**Objective:** Can you revise the book review, beginning at "Power puts people" and stopping after "in the Philippines?", with "ivory towers" changed to "gilded cages"?

Lovers of the TV series Friends will be familiar with the expression “OH…MY…GOD!” Forgive me for such a blasphemous outburst, but I can find no other expression that conveys just how awful this book is.
This is a great shame. Coca Cola is a business icon. In a world where 80% of the products we use today did not exist ten years ago, the drink has grown over no less than 13 decades. The title of the book then sounds so deliciously enticing. How could you resist the chance to understand the inner workings and the strategy of such a powerful and long lasting corporation? What the reader gets instead from Mr. Isdell, is 240 pages of self-infatuated monologue around the generic theme of “Me, myself and I.” This book is the literary equivalent of every teenager’s weekend nightmare i.e. being forced to visit Granddad for Sunday lunch and then having to listen politely for several hours of him droning on about how he saved the world.
Power puts people into ivory towers. There is a tendency to forget the real world and how most people live. Sadly, Mr. Isdell seems to have gone willingly in this social prison. How else could you possibly explain his account of arriving in the Philippines?
“Riding into Manila from the airport, Pamela (his wife) was appalled at the country’s abject poverty. The road, unfortunately, ran adjacent to a horrible slum….She felt better as we checked into the Peninsula Hotel and later when we had dinner in the Champagne Room of the old Manila Hotel.”
No doubt she did. There is nothing quite like a glass of Dom Perignon to take away that awful smell of poor people! Unfortunately, with power and wealth comes responsibility, or discretion at the very least. Mr. Isdell goes on by describing the family drama of buying a Mercedes 280 SLC and then realizing it was a car often used by high class escort girls. You might want to have the Kleenex ready just in case you are crying too much for the poor suffering family.

**Dataset extract:**
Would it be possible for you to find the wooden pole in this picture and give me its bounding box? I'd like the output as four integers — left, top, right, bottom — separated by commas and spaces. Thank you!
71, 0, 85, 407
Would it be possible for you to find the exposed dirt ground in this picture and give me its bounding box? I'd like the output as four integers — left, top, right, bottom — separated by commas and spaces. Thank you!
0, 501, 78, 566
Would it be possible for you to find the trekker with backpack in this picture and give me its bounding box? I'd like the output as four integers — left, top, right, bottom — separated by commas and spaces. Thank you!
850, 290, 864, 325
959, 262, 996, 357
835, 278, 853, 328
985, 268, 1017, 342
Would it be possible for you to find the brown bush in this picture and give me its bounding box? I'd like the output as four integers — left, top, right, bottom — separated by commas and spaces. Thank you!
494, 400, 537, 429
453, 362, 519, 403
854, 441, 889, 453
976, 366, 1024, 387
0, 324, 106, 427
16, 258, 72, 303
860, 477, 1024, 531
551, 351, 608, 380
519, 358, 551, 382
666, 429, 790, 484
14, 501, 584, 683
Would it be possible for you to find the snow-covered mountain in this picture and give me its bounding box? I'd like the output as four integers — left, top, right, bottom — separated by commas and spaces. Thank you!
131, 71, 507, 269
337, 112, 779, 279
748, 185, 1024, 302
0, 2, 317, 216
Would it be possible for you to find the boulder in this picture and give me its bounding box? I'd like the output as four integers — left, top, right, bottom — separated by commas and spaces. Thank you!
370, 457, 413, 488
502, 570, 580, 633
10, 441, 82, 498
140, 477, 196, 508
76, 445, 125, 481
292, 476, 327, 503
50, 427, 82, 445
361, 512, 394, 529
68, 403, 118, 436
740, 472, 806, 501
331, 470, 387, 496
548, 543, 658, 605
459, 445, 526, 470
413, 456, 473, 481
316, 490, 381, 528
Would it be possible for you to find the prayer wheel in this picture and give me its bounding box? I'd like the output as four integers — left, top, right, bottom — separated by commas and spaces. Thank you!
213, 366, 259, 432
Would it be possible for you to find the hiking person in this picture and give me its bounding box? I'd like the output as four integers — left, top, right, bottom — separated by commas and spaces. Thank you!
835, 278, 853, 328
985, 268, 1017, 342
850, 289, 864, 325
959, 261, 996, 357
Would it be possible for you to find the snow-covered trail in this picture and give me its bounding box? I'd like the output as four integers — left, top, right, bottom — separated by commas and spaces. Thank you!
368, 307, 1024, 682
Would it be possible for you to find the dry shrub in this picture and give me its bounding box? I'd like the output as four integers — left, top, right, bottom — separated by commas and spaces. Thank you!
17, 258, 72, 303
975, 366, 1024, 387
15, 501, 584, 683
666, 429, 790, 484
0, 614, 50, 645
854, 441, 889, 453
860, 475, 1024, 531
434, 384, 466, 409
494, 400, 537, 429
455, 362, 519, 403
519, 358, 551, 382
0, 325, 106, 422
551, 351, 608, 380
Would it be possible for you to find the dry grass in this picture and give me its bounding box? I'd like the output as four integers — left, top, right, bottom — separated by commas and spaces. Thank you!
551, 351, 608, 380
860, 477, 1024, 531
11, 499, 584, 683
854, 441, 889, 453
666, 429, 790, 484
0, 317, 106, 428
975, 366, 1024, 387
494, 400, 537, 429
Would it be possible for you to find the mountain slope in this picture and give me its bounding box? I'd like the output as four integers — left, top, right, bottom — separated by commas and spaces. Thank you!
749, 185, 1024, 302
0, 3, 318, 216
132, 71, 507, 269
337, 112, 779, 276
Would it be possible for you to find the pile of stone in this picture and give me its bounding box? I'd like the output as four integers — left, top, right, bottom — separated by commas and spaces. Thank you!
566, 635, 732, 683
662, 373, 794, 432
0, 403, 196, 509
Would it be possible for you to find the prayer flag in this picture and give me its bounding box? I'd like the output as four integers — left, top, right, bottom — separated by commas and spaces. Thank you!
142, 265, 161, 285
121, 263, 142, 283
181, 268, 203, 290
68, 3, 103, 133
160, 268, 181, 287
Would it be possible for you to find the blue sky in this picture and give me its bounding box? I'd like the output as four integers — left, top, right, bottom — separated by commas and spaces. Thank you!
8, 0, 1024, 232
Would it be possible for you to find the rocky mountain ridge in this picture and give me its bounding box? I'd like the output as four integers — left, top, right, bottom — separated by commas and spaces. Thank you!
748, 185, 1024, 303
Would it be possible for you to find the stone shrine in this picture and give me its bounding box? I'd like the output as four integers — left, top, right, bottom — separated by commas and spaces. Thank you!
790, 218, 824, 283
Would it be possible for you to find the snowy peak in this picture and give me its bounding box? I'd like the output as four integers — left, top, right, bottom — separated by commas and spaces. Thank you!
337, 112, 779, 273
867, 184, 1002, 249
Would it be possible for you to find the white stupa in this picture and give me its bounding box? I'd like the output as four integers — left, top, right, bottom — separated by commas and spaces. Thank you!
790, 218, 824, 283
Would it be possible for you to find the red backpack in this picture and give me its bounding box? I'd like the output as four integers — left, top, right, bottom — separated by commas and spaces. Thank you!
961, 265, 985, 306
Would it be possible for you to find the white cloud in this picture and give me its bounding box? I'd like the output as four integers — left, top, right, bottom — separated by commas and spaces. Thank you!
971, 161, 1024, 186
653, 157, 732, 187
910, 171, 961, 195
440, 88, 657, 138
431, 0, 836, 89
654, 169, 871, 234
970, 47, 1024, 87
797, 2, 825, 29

**Correct response:**
Power puts people into gilded cages. There is a tendency to forget the real world and how most people live. Sadly, Mr. Isdell seems to have gone willingly in this social prison. How else could you possibly explain his account of arriving in the Philippines?